PROBLEM REQUIREMENTS -> Copy out every line of the records below word for word, in the same order.

PROVIDED DATA ->

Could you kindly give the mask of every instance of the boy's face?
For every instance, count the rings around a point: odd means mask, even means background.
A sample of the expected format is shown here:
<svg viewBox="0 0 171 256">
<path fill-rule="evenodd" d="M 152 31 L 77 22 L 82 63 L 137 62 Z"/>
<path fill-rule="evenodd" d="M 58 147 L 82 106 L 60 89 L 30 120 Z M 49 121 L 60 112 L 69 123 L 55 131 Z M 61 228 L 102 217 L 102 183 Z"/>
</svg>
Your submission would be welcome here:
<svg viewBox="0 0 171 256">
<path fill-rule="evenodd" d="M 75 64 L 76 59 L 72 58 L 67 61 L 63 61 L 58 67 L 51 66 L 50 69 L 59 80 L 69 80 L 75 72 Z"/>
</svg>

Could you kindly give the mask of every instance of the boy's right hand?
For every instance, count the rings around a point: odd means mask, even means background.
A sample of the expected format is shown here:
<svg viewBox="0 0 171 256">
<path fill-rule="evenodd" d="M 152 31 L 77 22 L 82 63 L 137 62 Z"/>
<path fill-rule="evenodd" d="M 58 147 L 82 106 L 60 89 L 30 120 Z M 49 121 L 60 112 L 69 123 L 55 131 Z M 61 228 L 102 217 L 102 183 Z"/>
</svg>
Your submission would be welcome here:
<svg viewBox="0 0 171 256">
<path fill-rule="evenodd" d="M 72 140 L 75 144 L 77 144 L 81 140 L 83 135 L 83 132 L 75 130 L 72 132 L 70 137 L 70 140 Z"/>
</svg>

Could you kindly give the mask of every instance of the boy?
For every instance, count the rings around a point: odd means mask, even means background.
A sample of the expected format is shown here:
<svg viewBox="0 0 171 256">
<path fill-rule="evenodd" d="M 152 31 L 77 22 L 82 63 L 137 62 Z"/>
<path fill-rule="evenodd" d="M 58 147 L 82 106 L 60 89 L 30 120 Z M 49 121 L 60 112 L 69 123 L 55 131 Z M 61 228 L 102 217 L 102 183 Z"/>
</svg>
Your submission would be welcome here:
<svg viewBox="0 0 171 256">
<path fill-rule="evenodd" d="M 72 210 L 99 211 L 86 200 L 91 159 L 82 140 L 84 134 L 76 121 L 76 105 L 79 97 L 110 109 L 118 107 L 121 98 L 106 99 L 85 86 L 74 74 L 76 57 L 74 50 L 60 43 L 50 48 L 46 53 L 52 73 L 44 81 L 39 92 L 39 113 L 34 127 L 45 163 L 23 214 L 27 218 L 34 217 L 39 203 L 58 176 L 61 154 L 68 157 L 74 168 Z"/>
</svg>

SOLUTION TO THIS EXERCISE ->
Could you kindly give the mask of every instance of the boy's face?
For every instance, count the rings around a point: odd means mask, even means background.
A sample of the expected format is shown here:
<svg viewBox="0 0 171 256">
<path fill-rule="evenodd" d="M 152 31 L 77 22 L 82 63 L 137 62 Z"/>
<path fill-rule="evenodd" d="M 58 147 L 82 106 L 60 89 L 30 120 Z M 49 121 L 60 112 L 69 123 L 55 131 Z M 61 228 L 102 217 L 102 183 Z"/>
</svg>
Your submission would be welcome here:
<svg viewBox="0 0 171 256">
<path fill-rule="evenodd" d="M 75 64 L 76 59 L 72 58 L 67 61 L 63 61 L 58 67 L 51 66 L 50 69 L 59 80 L 69 80 L 75 72 Z"/>
</svg>

Could you kindly give the mask of every instance of the boy's right hand?
For every instance, count the rings around a point: odd means mask, even means background.
A sample of the expected format is shown here:
<svg viewBox="0 0 171 256">
<path fill-rule="evenodd" d="M 152 31 L 77 22 L 82 63 L 137 62 Z"/>
<path fill-rule="evenodd" d="M 58 147 L 82 106 L 60 89 L 30 120 Z M 49 121 L 60 112 L 69 123 L 55 131 Z M 61 228 L 102 217 L 102 183 Z"/>
</svg>
Your submission would be welcome here:
<svg viewBox="0 0 171 256">
<path fill-rule="evenodd" d="M 72 140 L 75 144 L 77 144 L 81 140 L 83 135 L 83 132 L 75 130 L 72 132 L 70 137 L 70 140 Z"/>
</svg>

Could you kindly give the mask of every instance of the boy?
For every instance, count the rings around a point: odd means mask, even means background.
A sample of the expected format is shown here:
<svg viewBox="0 0 171 256">
<path fill-rule="evenodd" d="M 152 31 L 77 22 L 82 63 L 137 62 Z"/>
<path fill-rule="evenodd" d="M 58 147 L 82 106 L 60 89 L 30 120 Z M 49 121 L 60 112 L 69 123 L 55 131 Z M 61 228 L 102 217 L 102 183 Z"/>
</svg>
Your submission would be welcome here:
<svg viewBox="0 0 171 256">
<path fill-rule="evenodd" d="M 72 210 L 99 211 L 86 200 L 91 159 L 82 140 L 84 134 L 76 121 L 76 105 L 79 97 L 110 109 L 118 107 L 121 98 L 106 99 L 85 86 L 74 74 L 76 57 L 74 50 L 60 43 L 50 48 L 46 53 L 52 73 L 44 81 L 39 92 L 39 113 L 34 127 L 45 163 L 23 214 L 27 218 L 34 217 L 39 203 L 58 176 L 61 154 L 68 157 L 74 168 Z"/>
</svg>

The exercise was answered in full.